Community gardens are filling needs that go beyond food

Jun 17, 2018

Credit Bob Boyd

During the Great Recession of 2008, some residents of the South Wedge neighborhood became unemployed. When neighborhood members were trying to figure out what to do with a vacant lot on Hamilton Street, they decided to start a community garden, in part to alleviate financial stress by offering access to cheaper food. Ten years later, the South Wedge Victory Garden is still in use.

Various volunteer groups participated in building structures for the garden, including the beds, fencing, and recycling bins. Standing boxes were purchased for elderly people who were unable to get on their knees to garden. Those who used the garden did not have to pay for their bed, they just needed to take responsibility for it. It had about 30 beds, and each one produced about $300 worth of food.

Credit Bob Boyd

For Bob Boyd, who started the garden on Hamilton Street, the goals of the project were multifaceted: make use of a vacant lot that was an eyesore, provide an opportunity for people to have access to fresh fruit and vegetables, let people produce it themselves, have people learn how things grow, allow residents to interact with others in their community, and to offer volunteer opportunities.

“It serves as a point for bringing people together to achieve something from a community perspective, take pride in your work, and for some socioeconomic groups this is really building pride and confidence that they can do something,” said Boyd.

Community gardens have emerged in other parts of Rochester as a way to build stronger ties among communities in addition to providing fresh fruits and vegetables to those who lack access to them otherwise.

In 2012, a group of Burmese refugee families wanted to grow their own food, but with many of them living in rental properties, they did not have access to a space to do so. The families received social services from Mary’s Place, and approached staff members of Mary’s Place with their need. Mary’s Place is a member agency of Foodlink, the region’s largest food bank. Foodlink helped Mary’s Place establish a community garden on a plot of city-owned land on Lexington Avenue for the families. Some of the food grown there also goes toward Foodlink’s curbside market and kitchen.
******************************
- REQUIRED TASK A: Extract every line from the records below that contains the string "railing", matching case exactly.
******************************
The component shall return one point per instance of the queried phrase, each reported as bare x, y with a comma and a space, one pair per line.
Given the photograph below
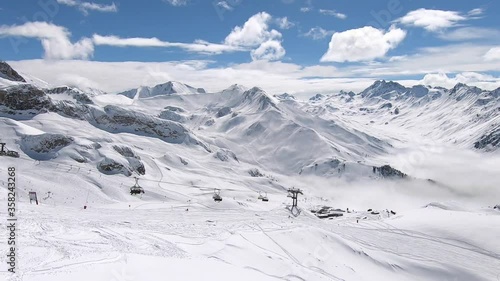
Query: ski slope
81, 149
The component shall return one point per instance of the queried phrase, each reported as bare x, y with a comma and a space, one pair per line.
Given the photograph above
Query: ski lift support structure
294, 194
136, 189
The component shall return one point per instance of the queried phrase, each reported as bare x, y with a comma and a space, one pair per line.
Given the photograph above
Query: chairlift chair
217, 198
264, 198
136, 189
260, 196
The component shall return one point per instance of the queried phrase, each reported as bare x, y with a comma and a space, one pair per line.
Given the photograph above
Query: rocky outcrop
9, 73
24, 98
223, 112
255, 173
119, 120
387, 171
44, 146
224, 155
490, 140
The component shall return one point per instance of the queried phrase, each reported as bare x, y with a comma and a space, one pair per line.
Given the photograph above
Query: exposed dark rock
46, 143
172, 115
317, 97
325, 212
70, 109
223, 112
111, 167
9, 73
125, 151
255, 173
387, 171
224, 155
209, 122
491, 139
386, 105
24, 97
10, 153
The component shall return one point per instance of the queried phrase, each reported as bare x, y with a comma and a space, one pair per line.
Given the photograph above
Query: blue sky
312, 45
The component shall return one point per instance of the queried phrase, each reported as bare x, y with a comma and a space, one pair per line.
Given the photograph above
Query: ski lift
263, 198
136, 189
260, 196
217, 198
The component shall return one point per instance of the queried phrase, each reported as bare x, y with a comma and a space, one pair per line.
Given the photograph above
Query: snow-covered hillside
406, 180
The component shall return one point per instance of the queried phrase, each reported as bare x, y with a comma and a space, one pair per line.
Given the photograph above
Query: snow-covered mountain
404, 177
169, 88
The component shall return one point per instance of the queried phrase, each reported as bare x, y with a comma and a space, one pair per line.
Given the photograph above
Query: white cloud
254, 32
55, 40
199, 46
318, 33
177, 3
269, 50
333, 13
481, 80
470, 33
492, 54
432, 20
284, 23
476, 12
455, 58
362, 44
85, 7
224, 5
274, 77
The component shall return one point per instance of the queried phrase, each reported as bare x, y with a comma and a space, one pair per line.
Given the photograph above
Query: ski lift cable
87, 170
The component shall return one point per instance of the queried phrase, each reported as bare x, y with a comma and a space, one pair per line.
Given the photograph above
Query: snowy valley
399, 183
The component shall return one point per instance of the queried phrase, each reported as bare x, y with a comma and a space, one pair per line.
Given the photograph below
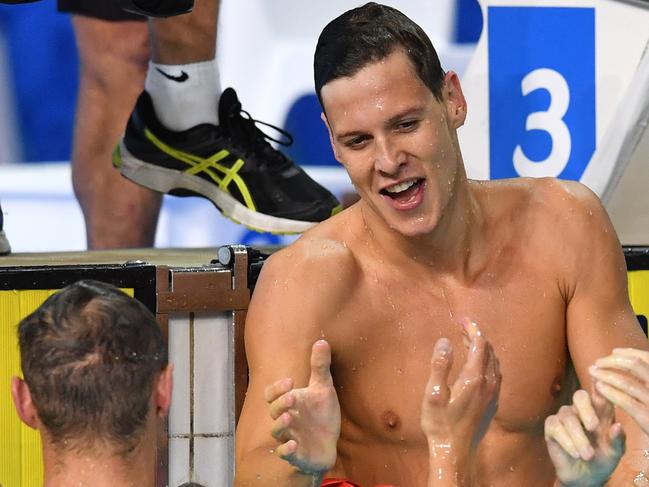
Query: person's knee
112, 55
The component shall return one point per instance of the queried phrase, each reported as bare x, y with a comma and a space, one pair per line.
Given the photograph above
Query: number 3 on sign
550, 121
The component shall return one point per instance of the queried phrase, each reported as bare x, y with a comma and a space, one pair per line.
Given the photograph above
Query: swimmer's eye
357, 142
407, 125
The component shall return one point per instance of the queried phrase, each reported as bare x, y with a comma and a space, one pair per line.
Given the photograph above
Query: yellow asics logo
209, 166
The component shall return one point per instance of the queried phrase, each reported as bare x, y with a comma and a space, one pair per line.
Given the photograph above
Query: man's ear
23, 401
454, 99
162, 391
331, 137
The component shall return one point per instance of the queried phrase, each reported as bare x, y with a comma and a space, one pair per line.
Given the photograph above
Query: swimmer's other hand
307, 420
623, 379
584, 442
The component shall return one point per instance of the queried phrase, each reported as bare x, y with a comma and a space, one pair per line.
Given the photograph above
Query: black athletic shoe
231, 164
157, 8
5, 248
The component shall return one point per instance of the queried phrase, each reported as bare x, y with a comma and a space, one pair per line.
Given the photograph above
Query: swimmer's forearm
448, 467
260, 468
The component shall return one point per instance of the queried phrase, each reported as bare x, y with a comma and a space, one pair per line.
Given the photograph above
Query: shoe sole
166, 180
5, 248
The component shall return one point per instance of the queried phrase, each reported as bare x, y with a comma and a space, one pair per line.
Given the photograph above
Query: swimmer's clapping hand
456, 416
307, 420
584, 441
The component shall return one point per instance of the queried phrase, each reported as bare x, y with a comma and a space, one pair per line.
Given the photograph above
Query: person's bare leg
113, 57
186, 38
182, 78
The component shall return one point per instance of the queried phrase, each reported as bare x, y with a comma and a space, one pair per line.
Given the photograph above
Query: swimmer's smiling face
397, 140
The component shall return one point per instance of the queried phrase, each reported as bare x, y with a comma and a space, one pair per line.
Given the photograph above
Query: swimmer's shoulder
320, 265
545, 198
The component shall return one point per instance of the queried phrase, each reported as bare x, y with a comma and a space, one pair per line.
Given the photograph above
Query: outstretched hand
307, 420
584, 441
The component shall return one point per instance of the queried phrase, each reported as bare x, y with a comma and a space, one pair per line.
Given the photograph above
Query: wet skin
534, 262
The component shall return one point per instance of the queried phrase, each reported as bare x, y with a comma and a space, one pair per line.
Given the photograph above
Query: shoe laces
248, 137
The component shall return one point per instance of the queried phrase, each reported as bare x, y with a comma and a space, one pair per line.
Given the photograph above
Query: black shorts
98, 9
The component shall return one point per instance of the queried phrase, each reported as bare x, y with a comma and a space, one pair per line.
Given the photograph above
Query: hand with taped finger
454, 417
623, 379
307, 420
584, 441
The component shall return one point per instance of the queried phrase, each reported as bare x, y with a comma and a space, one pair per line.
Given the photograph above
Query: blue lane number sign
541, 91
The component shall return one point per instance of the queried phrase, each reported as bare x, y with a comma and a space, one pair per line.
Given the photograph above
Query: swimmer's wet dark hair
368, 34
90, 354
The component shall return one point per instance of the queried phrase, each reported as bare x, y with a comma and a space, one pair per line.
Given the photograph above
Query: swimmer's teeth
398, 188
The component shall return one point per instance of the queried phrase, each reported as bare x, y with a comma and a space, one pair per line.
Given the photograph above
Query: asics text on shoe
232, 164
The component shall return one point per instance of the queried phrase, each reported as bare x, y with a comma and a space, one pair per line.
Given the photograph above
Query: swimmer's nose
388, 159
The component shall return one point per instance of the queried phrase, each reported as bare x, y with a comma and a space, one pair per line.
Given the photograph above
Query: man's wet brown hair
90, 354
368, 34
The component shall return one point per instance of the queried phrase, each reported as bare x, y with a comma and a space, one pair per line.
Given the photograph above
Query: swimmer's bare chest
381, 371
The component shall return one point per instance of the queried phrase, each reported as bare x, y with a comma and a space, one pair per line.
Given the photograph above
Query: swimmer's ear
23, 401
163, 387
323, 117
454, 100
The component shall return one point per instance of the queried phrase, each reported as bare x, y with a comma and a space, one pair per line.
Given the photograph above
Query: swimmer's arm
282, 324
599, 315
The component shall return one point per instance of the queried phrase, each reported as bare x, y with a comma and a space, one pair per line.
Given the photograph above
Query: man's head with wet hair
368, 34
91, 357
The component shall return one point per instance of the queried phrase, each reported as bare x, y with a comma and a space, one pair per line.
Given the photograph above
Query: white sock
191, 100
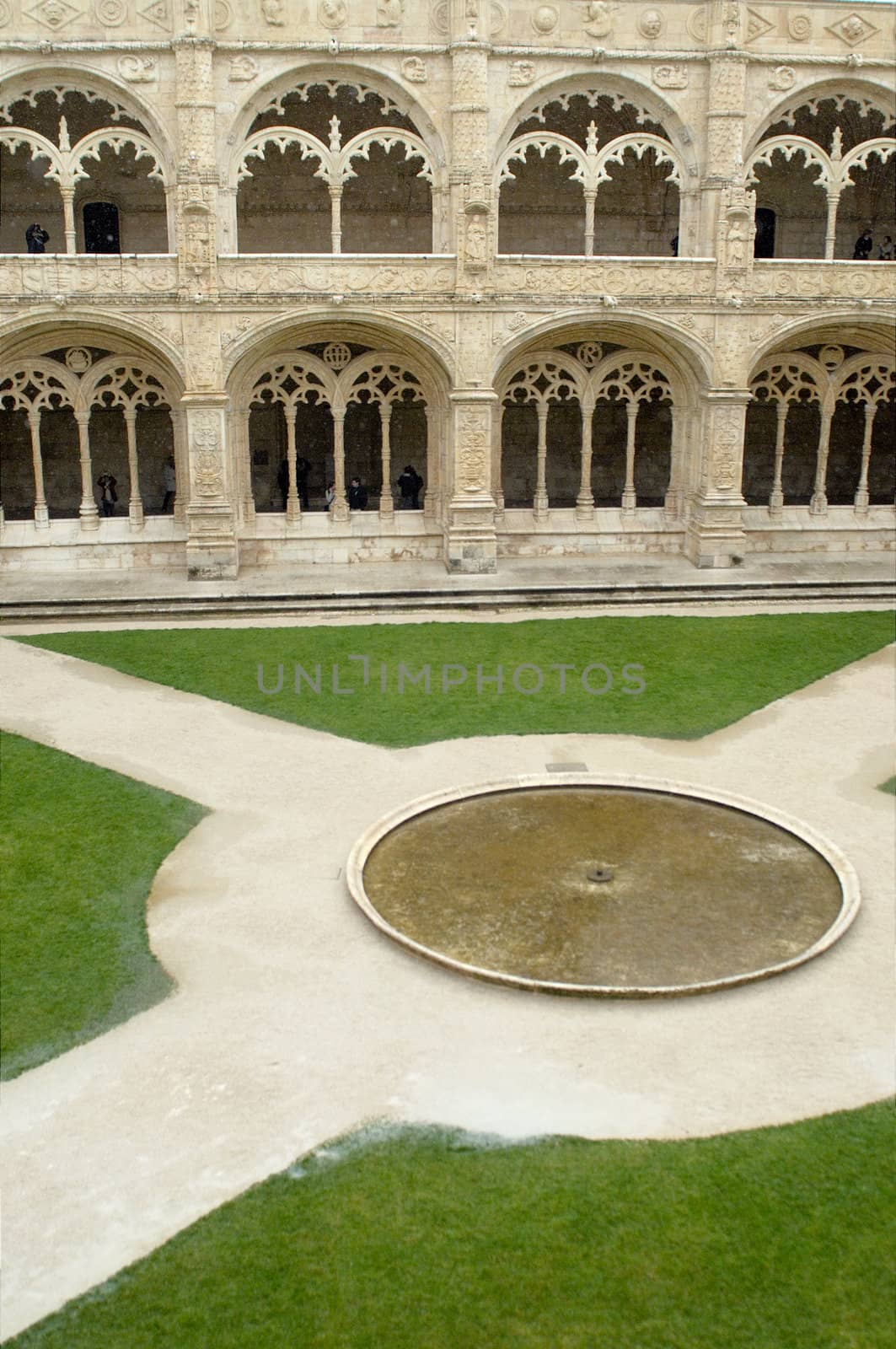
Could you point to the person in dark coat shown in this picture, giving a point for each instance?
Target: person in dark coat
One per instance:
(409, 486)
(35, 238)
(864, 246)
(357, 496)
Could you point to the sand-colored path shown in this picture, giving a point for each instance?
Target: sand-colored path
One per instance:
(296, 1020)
******************************
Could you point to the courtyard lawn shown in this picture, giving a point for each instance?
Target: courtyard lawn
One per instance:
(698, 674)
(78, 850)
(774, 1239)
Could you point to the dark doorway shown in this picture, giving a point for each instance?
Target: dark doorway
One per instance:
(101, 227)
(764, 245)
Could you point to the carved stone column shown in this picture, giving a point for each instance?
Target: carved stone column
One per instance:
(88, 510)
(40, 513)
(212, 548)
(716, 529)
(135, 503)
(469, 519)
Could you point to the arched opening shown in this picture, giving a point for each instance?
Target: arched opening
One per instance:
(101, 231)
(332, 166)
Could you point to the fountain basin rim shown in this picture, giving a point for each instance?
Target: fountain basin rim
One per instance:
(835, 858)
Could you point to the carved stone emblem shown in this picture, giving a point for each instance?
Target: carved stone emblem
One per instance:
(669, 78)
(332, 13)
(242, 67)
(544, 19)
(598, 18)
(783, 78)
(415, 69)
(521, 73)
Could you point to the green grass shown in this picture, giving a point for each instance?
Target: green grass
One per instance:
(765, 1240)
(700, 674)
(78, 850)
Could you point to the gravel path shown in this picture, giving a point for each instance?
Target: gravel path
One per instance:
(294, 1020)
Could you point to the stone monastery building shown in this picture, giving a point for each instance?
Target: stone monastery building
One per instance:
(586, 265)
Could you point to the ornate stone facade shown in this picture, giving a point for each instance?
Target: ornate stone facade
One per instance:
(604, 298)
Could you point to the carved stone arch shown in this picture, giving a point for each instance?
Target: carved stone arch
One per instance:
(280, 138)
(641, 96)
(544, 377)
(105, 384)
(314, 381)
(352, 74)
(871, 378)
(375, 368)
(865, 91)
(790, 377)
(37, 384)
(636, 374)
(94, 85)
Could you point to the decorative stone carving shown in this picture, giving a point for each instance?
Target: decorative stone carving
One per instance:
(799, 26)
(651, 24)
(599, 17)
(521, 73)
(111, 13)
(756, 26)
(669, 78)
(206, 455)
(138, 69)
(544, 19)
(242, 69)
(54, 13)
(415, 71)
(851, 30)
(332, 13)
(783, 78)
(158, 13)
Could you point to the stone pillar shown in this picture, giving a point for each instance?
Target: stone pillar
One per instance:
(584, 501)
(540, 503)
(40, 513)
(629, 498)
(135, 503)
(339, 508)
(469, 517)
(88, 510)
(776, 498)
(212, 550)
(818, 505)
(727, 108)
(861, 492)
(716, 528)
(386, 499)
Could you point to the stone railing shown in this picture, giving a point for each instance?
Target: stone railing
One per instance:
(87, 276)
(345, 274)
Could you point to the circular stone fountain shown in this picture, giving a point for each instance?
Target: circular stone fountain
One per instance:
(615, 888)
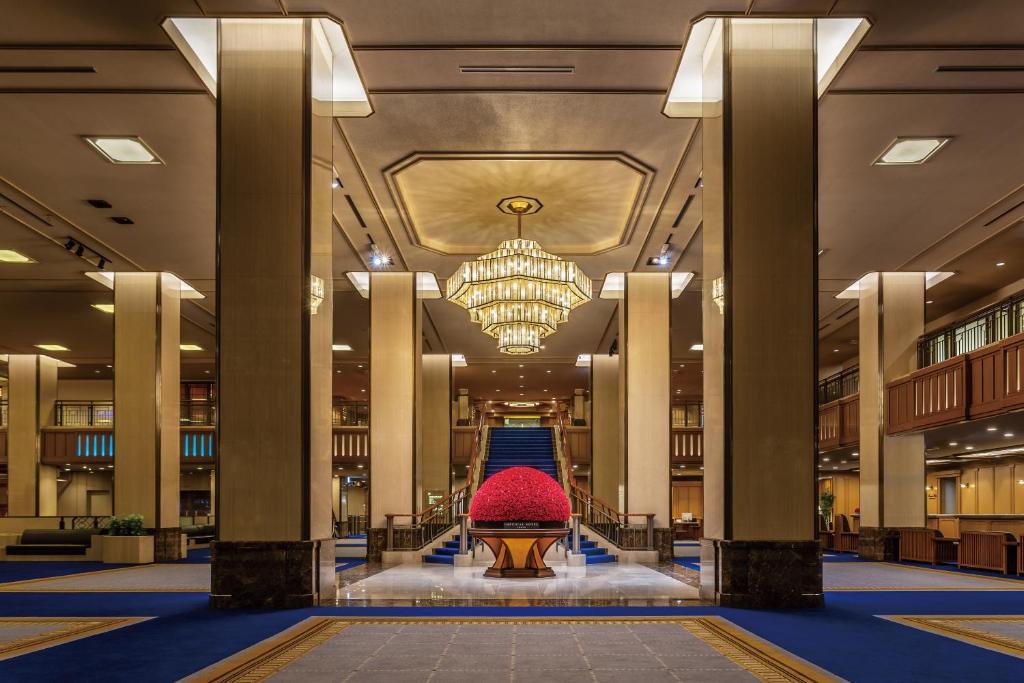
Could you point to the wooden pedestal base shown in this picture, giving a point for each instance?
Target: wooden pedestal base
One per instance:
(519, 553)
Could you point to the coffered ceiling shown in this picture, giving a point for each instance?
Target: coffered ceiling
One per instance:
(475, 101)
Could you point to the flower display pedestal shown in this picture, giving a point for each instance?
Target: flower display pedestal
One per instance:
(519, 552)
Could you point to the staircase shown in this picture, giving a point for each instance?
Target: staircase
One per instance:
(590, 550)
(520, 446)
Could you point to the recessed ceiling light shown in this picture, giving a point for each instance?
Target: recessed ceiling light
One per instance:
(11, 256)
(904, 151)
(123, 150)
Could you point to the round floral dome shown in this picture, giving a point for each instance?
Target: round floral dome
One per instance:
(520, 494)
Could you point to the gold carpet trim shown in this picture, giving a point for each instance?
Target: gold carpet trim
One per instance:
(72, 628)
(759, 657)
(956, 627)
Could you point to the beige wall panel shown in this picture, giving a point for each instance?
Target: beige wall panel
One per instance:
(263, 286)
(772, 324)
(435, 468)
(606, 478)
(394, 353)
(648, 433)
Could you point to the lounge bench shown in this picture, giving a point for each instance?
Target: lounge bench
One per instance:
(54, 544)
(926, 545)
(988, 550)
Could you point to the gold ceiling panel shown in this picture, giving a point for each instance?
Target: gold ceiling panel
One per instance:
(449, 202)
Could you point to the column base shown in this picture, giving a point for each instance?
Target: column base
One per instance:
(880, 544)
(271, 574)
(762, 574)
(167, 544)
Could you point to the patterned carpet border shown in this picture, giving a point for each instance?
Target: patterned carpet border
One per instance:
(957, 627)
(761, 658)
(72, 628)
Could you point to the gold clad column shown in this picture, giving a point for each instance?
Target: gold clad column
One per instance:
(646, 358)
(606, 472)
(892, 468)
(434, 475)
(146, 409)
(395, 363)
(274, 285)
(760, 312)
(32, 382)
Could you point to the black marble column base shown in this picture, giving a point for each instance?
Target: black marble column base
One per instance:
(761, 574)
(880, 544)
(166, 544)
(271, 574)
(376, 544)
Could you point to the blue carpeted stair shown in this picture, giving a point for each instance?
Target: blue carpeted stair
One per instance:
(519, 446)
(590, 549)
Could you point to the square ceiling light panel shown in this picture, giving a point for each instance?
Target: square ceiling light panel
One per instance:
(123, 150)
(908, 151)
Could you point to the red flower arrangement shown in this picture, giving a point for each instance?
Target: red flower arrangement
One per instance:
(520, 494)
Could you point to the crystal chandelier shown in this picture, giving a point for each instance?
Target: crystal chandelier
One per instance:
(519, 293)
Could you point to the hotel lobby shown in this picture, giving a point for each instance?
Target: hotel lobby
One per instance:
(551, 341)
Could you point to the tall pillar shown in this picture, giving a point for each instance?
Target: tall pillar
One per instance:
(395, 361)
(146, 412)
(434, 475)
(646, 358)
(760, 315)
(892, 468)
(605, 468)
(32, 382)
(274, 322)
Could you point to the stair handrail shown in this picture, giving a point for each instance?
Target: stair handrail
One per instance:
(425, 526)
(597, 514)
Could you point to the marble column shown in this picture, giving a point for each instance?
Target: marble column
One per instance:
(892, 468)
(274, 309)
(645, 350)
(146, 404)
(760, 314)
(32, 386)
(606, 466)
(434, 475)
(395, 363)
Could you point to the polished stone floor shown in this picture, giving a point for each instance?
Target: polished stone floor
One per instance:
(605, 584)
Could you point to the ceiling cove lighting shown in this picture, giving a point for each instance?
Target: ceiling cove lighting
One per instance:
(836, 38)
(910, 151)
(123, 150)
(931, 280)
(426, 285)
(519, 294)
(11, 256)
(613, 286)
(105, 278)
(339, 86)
******************************
- REQUIRED TASK B: Reproduce the community gardens article verbatim, beginning at the words "Various volunteer groups" and stopping after the words "offer volunteer opportunities.".

- RIGHT ANSWER A:
Could you point to the stone railing shown in this picture, giving a point for each instance?
Target: stone railing

- RIGHT ANSWER B:
Various volunteer groups participated in building structures for the garden, including the beds, fencing, and recycling bins. Standing boxes were purchased for elderly people who were unable to get on their knees to garden. Those who used the garden did not have to pay for their bed, they just needed to take responsibility for it. It had about 30 beds, and each one produced about $300 worth of food.

Credit Bob Boyd

For Bob Boyd, who started the garden on Hamilton Street, the goals of the project were multifaceted: make use of a vacant lot that was an eyesore, provide an opportunity for people to have access to fresh fruit and vegetables, let people produce it themselves, have people learn how things grow, allow residents to interact with others in their community, and to offer volunteer opportunities.